Print out every line of the material exactly. Include no pictures.
########################################
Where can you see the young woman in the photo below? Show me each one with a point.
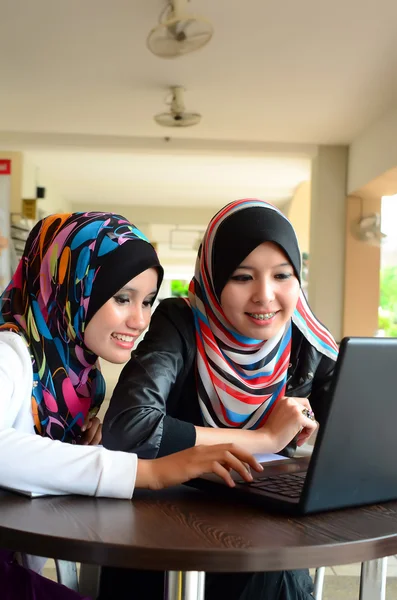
(83, 289)
(236, 363)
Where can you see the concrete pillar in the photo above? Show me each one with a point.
(327, 236)
(362, 269)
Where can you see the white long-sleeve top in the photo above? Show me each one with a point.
(31, 463)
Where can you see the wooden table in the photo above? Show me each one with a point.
(185, 532)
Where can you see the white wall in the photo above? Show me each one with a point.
(373, 152)
(33, 177)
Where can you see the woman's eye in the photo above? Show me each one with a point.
(241, 277)
(121, 299)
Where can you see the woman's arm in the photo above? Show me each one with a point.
(319, 396)
(31, 463)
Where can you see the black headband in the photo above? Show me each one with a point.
(239, 234)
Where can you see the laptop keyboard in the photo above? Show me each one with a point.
(288, 484)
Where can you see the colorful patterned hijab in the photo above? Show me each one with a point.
(72, 264)
(239, 379)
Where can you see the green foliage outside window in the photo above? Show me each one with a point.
(388, 301)
(179, 287)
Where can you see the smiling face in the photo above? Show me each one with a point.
(261, 294)
(112, 331)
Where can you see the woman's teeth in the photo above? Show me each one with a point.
(262, 316)
(123, 338)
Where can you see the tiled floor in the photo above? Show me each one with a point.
(340, 581)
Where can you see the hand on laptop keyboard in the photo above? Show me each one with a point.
(287, 421)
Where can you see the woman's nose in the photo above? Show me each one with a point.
(264, 292)
(136, 318)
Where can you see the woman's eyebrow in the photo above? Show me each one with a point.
(285, 264)
(128, 288)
########################################
*SOLUTION FOR THIS EXERCISE*:
Where can you see the young woman in the photo below? Show me each one with a point.
(83, 289)
(236, 363)
Where can you see the concrete pillar in the photo above? Show me each one with a point.
(327, 236)
(362, 269)
Where can you see the white long-sleeve top in the photo above? Show me each one with a point.
(31, 463)
Where can you see the wooden table in the photo above? Show me each one with a point.
(185, 532)
Where can you see the white wall in the photo above? Show me each one with a point.
(373, 152)
(33, 177)
Where can you see the woman's eye in the photo above? Show me each one with a point.
(241, 277)
(121, 299)
Where can you see the woman's arm in the photo above? Show me each one with a point.
(319, 396)
(31, 463)
Where can you see the black headband in the photo above? Show me each one with a point.
(239, 234)
Where can you see the laptop keyboard in the photo above? Show me each one with a point.
(288, 484)
Where can you see the colorful patterned hijab in the photo above? Show me each one with a point.
(72, 264)
(239, 379)
Where can you see the green foliage outside window in the photo above? Show me each one with a point.
(388, 301)
(179, 287)
Where can you see the smiling face in the photo above? Show me each one with a point.
(261, 294)
(112, 331)
Where can you see the woman's teeth in the photo above? Show me each one with a point.
(262, 316)
(123, 338)
Where can you see the tiled floor in the photo above? Show me each one with a point.
(340, 581)
Where can you see the hand on laptop keyboard in the photo above? Show me each one with a point.
(287, 421)
Where can you see the woman's nose in the photo above? Show me each one with a point.
(264, 292)
(136, 318)
Where can you see the woman's eyebrow in the photo above? Show me each one with a point.
(285, 264)
(128, 288)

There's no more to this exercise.